— Available data —
▬▬▬▬▬▬▬▬▬▬

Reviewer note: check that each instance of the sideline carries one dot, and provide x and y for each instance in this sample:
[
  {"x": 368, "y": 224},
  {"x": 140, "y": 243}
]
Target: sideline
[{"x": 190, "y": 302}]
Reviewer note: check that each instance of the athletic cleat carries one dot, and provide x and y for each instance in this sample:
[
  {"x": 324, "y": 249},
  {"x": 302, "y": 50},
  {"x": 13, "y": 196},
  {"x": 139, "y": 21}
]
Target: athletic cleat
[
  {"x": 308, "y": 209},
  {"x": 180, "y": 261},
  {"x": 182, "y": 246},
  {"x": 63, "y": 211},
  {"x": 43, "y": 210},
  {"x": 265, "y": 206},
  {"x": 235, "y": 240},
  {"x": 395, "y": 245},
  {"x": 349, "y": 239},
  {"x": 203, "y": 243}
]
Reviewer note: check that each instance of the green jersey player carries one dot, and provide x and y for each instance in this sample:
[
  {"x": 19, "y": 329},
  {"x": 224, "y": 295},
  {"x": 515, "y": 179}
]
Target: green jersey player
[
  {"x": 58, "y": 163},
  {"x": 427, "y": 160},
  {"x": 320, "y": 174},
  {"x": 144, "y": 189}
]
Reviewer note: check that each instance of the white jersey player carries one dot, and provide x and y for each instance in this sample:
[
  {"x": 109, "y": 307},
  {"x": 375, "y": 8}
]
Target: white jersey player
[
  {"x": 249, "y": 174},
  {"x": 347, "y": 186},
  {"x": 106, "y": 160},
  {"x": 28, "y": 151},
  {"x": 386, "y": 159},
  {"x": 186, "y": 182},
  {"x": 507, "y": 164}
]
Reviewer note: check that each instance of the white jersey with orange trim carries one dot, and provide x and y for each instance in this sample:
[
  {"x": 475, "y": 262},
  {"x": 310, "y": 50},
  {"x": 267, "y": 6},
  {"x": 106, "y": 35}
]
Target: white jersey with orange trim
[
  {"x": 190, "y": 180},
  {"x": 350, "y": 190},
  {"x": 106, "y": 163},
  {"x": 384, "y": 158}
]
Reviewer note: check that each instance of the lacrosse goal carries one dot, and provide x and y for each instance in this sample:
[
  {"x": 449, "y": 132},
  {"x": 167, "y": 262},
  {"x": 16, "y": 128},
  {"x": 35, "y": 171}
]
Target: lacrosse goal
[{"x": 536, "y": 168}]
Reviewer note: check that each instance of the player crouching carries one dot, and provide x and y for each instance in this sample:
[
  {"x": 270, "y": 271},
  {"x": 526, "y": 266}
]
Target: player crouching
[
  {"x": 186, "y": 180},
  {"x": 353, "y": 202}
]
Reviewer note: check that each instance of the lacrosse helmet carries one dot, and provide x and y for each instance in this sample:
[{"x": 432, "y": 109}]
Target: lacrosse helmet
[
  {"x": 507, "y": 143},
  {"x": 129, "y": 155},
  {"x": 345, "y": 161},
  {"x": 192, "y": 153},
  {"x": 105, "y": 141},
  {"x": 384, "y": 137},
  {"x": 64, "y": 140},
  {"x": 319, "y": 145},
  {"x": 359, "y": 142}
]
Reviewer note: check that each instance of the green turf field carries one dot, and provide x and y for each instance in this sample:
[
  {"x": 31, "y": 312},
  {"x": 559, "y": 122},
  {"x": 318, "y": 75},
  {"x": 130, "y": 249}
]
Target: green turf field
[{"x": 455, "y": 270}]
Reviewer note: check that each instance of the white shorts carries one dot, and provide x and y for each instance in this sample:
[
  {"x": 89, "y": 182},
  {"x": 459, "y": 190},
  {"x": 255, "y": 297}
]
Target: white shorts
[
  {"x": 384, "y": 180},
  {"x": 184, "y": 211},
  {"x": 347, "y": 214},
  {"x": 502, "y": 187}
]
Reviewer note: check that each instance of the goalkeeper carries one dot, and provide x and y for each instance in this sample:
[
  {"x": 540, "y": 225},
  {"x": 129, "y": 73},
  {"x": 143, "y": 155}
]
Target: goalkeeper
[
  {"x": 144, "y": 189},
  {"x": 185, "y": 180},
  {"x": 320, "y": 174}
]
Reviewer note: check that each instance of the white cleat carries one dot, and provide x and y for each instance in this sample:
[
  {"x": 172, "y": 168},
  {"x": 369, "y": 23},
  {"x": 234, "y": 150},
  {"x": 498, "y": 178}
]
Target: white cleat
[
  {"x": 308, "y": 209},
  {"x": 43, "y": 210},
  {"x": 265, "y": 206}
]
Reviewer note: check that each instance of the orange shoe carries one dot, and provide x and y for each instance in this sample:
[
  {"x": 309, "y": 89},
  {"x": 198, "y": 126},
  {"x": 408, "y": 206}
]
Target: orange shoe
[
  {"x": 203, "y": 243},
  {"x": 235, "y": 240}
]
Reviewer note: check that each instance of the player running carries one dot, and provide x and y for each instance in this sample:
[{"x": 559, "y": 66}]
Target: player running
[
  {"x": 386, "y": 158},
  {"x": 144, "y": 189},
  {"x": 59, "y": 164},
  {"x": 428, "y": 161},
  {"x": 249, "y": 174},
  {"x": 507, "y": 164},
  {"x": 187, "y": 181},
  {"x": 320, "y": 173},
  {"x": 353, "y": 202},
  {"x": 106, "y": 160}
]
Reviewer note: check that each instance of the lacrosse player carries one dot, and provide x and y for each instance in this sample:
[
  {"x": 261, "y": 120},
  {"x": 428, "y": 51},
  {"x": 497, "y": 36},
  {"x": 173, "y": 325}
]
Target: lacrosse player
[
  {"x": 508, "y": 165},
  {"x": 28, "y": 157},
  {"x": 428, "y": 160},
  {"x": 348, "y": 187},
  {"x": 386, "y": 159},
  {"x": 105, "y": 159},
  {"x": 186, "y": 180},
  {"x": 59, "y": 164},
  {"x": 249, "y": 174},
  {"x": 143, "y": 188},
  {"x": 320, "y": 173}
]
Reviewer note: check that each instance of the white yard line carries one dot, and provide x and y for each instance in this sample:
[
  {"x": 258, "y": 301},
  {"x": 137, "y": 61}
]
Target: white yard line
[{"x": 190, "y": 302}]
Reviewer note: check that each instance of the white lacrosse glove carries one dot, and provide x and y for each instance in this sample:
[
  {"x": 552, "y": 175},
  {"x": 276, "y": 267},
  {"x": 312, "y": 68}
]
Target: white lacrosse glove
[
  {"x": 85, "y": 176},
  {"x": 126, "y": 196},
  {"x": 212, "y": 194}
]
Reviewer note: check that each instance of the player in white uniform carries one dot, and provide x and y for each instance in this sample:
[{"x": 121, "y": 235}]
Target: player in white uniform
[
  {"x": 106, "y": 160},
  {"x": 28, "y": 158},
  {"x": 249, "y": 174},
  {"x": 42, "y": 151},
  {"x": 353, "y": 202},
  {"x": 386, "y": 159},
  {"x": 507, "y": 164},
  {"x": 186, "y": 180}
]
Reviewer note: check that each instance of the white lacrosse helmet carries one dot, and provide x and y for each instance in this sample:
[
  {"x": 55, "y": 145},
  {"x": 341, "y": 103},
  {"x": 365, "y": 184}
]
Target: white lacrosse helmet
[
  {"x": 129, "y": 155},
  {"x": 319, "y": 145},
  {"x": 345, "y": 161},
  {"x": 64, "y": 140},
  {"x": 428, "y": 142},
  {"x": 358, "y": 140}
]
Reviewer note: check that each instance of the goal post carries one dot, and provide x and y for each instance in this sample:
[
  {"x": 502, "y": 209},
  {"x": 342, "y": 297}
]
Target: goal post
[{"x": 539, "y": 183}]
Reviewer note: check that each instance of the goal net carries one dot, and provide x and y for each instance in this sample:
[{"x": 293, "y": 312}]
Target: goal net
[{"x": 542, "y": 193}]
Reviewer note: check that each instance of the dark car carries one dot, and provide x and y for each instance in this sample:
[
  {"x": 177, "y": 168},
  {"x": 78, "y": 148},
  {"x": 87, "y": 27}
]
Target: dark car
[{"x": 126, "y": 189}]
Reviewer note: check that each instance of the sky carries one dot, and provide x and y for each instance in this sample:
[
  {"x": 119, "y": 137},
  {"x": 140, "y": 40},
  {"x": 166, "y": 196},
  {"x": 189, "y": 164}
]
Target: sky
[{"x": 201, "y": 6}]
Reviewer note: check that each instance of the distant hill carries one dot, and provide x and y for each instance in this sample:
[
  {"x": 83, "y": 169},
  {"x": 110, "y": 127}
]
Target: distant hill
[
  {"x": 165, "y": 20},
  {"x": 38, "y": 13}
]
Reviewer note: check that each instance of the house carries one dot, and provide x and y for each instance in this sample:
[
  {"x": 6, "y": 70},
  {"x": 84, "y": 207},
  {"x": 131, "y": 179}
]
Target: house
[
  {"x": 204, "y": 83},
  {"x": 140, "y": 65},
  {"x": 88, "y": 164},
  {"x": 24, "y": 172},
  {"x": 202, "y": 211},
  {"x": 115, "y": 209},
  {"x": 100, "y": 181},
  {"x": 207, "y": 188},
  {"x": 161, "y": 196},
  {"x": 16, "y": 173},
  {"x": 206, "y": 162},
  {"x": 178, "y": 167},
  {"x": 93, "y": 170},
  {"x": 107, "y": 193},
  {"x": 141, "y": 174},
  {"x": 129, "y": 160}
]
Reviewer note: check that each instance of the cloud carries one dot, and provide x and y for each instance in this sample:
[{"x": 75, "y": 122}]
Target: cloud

▬▬▬▬▬▬▬▬▬▬

— Stated task —
Reproduce word for word the lines of the material from the one containing "Reviewer note: check that each instance of the cloud" through the last line, including both ends.

— Correct response —
Reviewer note: check that each instance of the cloud carries one dot, and provide x and y for each instance in this sample:
[{"x": 75, "y": 122}]
Target: cloud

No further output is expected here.